• What to do
Return every line of the records below, copied word for word.
____ Raw data
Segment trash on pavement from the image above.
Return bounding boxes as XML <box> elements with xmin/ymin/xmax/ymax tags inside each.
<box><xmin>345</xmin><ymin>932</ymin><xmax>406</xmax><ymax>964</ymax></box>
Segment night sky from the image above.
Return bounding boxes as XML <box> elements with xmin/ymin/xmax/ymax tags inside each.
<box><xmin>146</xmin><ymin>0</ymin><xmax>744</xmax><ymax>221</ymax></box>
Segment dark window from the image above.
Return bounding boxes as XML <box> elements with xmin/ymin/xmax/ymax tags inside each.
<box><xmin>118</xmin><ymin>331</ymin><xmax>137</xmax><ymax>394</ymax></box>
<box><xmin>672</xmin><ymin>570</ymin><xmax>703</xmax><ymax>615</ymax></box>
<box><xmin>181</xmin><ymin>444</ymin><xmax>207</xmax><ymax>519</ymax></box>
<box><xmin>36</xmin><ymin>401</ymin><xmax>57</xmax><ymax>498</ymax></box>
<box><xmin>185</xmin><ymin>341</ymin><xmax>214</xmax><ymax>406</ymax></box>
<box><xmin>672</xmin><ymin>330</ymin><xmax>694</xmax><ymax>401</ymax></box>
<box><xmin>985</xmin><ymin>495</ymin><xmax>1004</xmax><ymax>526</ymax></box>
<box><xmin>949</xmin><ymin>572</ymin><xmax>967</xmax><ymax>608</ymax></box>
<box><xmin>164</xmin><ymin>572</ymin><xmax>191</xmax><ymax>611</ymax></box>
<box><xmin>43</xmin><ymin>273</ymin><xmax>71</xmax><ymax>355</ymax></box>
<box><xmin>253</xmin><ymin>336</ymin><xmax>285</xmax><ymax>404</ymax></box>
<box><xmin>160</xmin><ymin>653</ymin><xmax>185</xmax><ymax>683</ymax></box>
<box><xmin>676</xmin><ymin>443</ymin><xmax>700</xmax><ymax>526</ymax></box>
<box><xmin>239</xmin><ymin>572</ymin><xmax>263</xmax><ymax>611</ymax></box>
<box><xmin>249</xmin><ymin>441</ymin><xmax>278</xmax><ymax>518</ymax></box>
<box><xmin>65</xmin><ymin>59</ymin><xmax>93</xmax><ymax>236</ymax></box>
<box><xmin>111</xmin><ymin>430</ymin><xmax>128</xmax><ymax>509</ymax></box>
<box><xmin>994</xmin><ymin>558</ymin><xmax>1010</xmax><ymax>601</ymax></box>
________
• Exercise answer
Segment trash on pavement from the image above.
Return bounding boxes as XML <box> elements with xmin/ymin/xmax/ymax tags inside each.
<box><xmin>345</xmin><ymin>932</ymin><xmax>406</xmax><ymax>964</ymax></box>
Segment night sky from the image above.
Return bounding boxes as XML <box> elements with xmin/ymin/xmax/ymax tags inside each.
<box><xmin>146</xmin><ymin>0</ymin><xmax>744</xmax><ymax>221</ymax></box>
Segment dark window from the image above.
Return bounding boxes as XML <box> elements with xmin/ymin/xmax/ymax tags inside each.
<box><xmin>118</xmin><ymin>331</ymin><xmax>137</xmax><ymax>394</ymax></box>
<box><xmin>672</xmin><ymin>570</ymin><xmax>703</xmax><ymax>615</ymax></box>
<box><xmin>181</xmin><ymin>444</ymin><xmax>207</xmax><ymax>519</ymax></box>
<box><xmin>36</xmin><ymin>401</ymin><xmax>57</xmax><ymax>498</ymax></box>
<box><xmin>185</xmin><ymin>341</ymin><xmax>214</xmax><ymax>406</ymax></box>
<box><xmin>672</xmin><ymin>330</ymin><xmax>694</xmax><ymax>401</ymax></box>
<box><xmin>985</xmin><ymin>495</ymin><xmax>1004</xmax><ymax>526</ymax></box>
<box><xmin>949</xmin><ymin>572</ymin><xmax>967</xmax><ymax>608</ymax></box>
<box><xmin>164</xmin><ymin>572</ymin><xmax>191</xmax><ymax>611</ymax></box>
<box><xmin>43</xmin><ymin>273</ymin><xmax>71</xmax><ymax>355</ymax></box>
<box><xmin>253</xmin><ymin>336</ymin><xmax>285</xmax><ymax>404</ymax></box>
<box><xmin>160</xmin><ymin>653</ymin><xmax>185</xmax><ymax>683</ymax></box>
<box><xmin>676</xmin><ymin>443</ymin><xmax>700</xmax><ymax>526</ymax></box>
<box><xmin>239</xmin><ymin>572</ymin><xmax>263</xmax><ymax>611</ymax></box>
<box><xmin>249</xmin><ymin>441</ymin><xmax>278</xmax><ymax>518</ymax></box>
<box><xmin>65</xmin><ymin>59</ymin><xmax>93</xmax><ymax>236</ymax></box>
<box><xmin>111</xmin><ymin>430</ymin><xmax>128</xmax><ymax>509</ymax></box>
<box><xmin>994</xmin><ymin>558</ymin><xmax>1010</xmax><ymax>601</ymax></box>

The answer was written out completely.